(Saved data entries)
=== Section Start ===

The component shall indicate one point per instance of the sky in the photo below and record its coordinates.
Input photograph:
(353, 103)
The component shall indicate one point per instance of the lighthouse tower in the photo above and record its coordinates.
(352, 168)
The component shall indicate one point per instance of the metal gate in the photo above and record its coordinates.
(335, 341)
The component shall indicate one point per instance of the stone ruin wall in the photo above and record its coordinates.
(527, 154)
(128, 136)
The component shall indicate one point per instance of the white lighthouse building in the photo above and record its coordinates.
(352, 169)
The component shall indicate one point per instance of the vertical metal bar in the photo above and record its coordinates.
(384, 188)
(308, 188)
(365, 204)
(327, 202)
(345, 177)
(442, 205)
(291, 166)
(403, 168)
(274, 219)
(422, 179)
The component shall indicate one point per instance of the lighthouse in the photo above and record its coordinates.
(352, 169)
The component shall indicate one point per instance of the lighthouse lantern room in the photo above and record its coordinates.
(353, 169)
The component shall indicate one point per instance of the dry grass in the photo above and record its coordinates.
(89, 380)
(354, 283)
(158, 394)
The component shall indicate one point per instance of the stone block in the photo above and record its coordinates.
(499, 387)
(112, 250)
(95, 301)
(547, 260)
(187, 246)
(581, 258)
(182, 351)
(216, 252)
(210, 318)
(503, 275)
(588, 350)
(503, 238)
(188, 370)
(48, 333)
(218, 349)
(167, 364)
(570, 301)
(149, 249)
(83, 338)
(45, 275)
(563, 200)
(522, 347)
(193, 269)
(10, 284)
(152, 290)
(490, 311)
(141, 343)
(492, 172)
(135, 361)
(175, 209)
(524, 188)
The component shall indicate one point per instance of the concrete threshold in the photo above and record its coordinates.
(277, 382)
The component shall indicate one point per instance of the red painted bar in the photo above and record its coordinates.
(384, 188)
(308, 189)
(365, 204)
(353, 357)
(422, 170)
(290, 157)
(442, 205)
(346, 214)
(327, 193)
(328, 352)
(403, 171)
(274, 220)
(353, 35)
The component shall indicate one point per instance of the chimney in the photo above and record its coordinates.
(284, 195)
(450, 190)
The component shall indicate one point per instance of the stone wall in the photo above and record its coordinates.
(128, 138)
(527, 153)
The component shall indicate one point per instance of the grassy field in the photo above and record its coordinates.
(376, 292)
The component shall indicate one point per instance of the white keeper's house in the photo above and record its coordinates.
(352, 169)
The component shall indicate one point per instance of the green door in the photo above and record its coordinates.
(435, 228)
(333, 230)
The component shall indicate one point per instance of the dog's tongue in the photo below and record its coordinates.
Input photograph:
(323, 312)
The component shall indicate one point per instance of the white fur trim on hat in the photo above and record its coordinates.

=== Section End ===

In your answer, reproduce every entry exactly as it was written.

The component shall indicate one point per instance of the sky in the photo below and record its coordinates.
Input photograph:
(353, 103)
The component shall indicate one point per instance of the lighthouse tower in the photo above and record its coordinates.
(352, 168)
The component shall indicate one point per instance of the metal gate in the photo above and record its coordinates.
(335, 341)
The component shall indicate one point per instance of the stone ruin wall in the photo above and record its coordinates.
(527, 154)
(128, 136)
The component shall indicate one point per instance of the white lighthouse building in the photo above and record its coordinates.
(352, 169)
The component shall indicate one point per instance of the vertical metal bar in the photo above and record its coordinates.
(384, 188)
(308, 188)
(365, 204)
(327, 202)
(345, 177)
(442, 205)
(291, 166)
(403, 168)
(274, 219)
(422, 179)
The component shall indicate one point per instance of the lighthouse in the photo above and record its coordinates.
(352, 169)
The component shall indicate one point per instance of the lighthouse lantern room in the photo above and record its coordinates.
(353, 169)
The component shall indicate one point per instance of the dry grass in the photo above and record its coordinates.
(89, 380)
(354, 283)
(158, 394)
The component shall indicate one point per instance of the stone block in the photo above and record its coordinates.
(499, 387)
(112, 250)
(95, 301)
(547, 260)
(187, 246)
(581, 258)
(182, 351)
(216, 252)
(210, 318)
(503, 275)
(588, 350)
(503, 238)
(188, 370)
(48, 333)
(218, 349)
(167, 364)
(570, 301)
(149, 249)
(83, 338)
(45, 275)
(563, 200)
(522, 347)
(193, 269)
(10, 284)
(152, 290)
(490, 311)
(141, 343)
(492, 172)
(135, 361)
(175, 209)
(524, 188)
The component shall indicate one point per instance of the concrete threshold in the photo above and record its coordinates.
(277, 382)
The component shall indicate one point per instance of the red painted bar in the photo above and record its coordinates.
(384, 188)
(308, 189)
(365, 204)
(353, 357)
(422, 170)
(290, 157)
(442, 205)
(346, 214)
(327, 193)
(328, 352)
(403, 171)
(274, 220)
(353, 35)
The component shall indicate one point per instance of the chimney in the photo above and record its coordinates.
(284, 195)
(450, 190)
The component shall indicate one point per instance of the stone wall in the photo above and record its coordinates.
(128, 138)
(527, 153)
The component shall indicate one point per instance of the grassy field in the photo above and record its coordinates.
(376, 292)
The component shall indicate one point per instance of the white keeper's house in the photo above and record its coordinates.
(352, 169)
The component shall indicate one point per instance of the green door in the photo above and record its coordinates.
(435, 228)
(333, 230)
The component shall indicate one point per instance of the dog's tongue in the photo below and record its coordinates.
Input photograph:
(323, 312)
The component shall indicate one point per instance of the white fur trim on hat in the photo above and record its coordinates.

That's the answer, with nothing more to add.